-- START DOCUMENT SECTION --

Emily Bronte knew exactly zip about healthy and stable romantic relationships but practically everything about the iconic Byronic anti-hero, which was her primary intent in writing Wuthering Heights. The problem is that multiple generations of readers–including Stephenie Meyer herself–have interpreted her complicated interlocking novel about loss, repression, and stunted characters as one about thermonuclear passion. Meyer clearly paid attention during at least one English class, because Eclipse features Edward summing up WH as “The characters are ghastly people who ruin each others lives… It isn’t a love story, it’s a hate story.” From that hopeful beginning we unfortunately slide right back into the early 20th-century interpretation of WH as the Awesomest Love Story Ever and are subjected to a retread of its basic plot points (though none of its themes).

Takeaway for the Ladies: Real passion is tumultuous, stormy, overwhelming, soul-destroying, and all-consuming. It’s also impossible to ever realize in this form, so it provides you with a handy idealization of an emotion made for–and arising from–fantasy. Frustrated because your dude isn’t a rugged embodiment of raw desire? Does he snore? Work a boring job? Occasionally fall asleep before boinking you silly? That’s okay; Emily Bronte has provided you with endless fantasy material.

In contrast, does he treat you like crap? Have anger-management issues? Refuse to treat other people–or you–like a human being? That’s okay; he’s just super-passionate. Go watch the Tom Hardy version of Wuthering Heights again.

-- END DOCUMENT SECTION --

REQUIREMENTS: Please resume the commentary on Wuthering Heights and Eclipse, picking up right after its final sentence.

-- START EXTRACTED MATERIAL --

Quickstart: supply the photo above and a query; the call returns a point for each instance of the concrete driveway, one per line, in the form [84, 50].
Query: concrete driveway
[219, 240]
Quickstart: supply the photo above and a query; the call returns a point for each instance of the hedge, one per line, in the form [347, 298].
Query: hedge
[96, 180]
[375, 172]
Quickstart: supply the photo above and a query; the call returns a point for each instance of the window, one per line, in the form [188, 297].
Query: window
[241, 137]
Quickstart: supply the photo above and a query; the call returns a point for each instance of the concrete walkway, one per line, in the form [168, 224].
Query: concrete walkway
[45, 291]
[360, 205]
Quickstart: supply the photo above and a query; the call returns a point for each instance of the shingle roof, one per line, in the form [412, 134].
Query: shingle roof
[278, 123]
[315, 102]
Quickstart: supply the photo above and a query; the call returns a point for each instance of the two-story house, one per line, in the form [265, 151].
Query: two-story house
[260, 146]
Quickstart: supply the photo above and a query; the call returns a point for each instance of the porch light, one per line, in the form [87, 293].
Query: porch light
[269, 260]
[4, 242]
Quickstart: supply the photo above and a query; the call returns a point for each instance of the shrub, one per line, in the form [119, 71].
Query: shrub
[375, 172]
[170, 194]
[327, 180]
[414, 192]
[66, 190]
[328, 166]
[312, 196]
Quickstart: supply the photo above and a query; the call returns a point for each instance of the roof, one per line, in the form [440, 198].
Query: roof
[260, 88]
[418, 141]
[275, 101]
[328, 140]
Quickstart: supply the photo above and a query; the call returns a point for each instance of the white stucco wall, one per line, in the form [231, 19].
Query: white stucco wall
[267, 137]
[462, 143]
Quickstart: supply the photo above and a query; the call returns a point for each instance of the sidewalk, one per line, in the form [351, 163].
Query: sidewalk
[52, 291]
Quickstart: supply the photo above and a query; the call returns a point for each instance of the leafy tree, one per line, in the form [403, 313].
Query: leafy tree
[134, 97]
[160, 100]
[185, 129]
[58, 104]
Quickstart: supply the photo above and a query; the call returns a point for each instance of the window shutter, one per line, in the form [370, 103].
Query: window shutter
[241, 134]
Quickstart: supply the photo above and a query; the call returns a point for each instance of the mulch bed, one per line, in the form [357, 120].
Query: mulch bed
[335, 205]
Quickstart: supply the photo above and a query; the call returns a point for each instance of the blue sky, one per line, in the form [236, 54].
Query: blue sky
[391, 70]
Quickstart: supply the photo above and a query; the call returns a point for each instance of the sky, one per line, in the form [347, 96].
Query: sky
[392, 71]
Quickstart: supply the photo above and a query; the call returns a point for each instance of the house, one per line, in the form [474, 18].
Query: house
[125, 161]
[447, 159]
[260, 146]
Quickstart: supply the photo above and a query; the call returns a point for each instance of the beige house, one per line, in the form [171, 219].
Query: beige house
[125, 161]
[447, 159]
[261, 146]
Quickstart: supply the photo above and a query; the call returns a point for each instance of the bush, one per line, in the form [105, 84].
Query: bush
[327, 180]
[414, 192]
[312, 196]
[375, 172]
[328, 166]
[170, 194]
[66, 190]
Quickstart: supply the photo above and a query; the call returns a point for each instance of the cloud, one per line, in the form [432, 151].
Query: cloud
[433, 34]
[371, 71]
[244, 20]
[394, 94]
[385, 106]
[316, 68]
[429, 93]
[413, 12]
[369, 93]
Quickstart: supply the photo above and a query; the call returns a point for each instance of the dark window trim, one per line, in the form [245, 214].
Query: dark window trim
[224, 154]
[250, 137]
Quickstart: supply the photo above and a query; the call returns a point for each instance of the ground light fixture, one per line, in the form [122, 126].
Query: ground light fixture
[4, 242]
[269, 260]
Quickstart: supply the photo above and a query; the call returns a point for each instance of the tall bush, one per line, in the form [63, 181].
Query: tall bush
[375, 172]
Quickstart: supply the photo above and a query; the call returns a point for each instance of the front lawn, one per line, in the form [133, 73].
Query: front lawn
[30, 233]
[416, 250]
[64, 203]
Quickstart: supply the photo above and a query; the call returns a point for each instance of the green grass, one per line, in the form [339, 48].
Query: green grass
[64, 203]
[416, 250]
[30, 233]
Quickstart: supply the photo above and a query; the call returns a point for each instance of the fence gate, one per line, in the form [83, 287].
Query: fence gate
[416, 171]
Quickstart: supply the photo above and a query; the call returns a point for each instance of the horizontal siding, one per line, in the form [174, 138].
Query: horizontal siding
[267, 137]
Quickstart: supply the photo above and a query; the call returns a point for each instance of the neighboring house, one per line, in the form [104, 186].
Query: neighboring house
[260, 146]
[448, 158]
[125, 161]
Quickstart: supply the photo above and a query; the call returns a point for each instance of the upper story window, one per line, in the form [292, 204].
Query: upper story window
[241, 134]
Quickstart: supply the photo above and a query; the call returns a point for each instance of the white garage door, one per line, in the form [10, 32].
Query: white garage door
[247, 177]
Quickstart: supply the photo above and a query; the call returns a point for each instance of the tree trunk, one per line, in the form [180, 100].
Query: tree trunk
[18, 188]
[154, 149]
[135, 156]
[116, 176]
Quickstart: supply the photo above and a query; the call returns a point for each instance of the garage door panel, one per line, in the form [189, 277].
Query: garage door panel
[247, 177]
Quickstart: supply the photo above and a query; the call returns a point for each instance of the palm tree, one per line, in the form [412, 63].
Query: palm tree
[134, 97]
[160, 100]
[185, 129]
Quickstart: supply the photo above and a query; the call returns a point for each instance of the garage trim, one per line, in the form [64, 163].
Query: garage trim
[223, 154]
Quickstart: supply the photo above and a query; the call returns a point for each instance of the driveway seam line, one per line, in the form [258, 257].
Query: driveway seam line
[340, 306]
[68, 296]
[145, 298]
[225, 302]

-- END EXTRACTED MATERIAL --
-- START EXTRACTED MATERIAL --

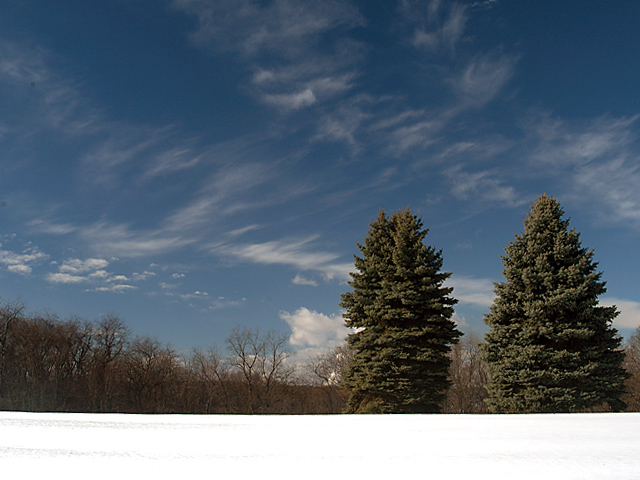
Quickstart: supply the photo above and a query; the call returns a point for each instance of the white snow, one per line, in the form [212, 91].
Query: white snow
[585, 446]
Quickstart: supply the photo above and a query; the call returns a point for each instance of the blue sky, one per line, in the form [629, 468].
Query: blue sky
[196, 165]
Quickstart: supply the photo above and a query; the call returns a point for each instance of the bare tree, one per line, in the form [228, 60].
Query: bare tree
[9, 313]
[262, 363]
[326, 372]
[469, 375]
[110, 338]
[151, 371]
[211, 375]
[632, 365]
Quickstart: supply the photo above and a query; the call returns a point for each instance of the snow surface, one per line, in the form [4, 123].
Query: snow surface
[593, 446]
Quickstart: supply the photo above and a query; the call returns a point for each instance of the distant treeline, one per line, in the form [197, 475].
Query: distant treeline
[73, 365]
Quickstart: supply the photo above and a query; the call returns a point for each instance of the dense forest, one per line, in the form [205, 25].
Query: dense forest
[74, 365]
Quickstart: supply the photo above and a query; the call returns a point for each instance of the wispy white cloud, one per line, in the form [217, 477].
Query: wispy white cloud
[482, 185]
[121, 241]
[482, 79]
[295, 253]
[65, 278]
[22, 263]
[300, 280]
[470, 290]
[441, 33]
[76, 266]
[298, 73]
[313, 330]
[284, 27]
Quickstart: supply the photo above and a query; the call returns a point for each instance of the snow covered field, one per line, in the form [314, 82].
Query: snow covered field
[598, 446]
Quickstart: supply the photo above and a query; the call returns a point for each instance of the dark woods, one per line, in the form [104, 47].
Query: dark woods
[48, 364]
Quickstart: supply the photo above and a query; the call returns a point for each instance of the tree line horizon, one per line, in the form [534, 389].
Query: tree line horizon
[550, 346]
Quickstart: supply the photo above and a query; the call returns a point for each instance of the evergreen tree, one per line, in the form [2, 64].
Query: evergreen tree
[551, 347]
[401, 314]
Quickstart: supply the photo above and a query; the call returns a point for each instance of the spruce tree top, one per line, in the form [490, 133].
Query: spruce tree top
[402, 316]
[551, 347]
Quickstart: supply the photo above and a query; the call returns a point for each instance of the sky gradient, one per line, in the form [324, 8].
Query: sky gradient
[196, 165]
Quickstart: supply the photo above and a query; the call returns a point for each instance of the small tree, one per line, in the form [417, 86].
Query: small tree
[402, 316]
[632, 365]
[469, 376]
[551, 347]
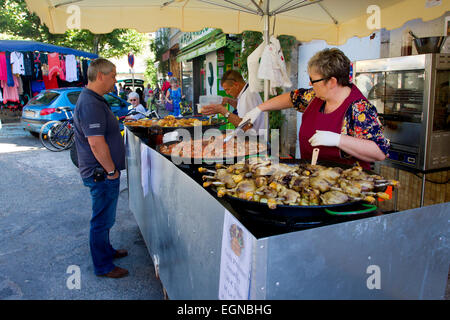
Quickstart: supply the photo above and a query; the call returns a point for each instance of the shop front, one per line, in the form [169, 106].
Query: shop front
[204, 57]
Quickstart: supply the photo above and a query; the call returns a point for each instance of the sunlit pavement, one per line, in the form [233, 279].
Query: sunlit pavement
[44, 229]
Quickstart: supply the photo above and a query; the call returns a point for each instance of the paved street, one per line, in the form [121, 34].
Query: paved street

-- END EXTRACTED MATERIAL --

RESULT:
Charlotte Bronte’s Jane Eyre takes the Beauty and the Beast theme present in Pamela and kicks it up several notches. Most notably, the Beauty no longer has to be, well, beautiful. Instead, she triumphs and perseveres through sheer strength of personality, which has the added benefit of making Jane Eyre an amazing example of character development. For contrast, we’re presented with the other Beauty who has already tried to Prince-ify this Beast and has failed miserably. In fact, she’s become Mrs. Beast herself: degenerate, insane, and dangerously sexual, and Mr. Rochester is indelibly stained by his association with her (as well as several other questionable ladies). Only Jane’s decency (hi, Samuel Richardson!) and fortitude can bring him back to a state of humanity and propriety. Oh, and the giant fortune she just inherited (hello, Jane Austen!) doesn’t hurt either.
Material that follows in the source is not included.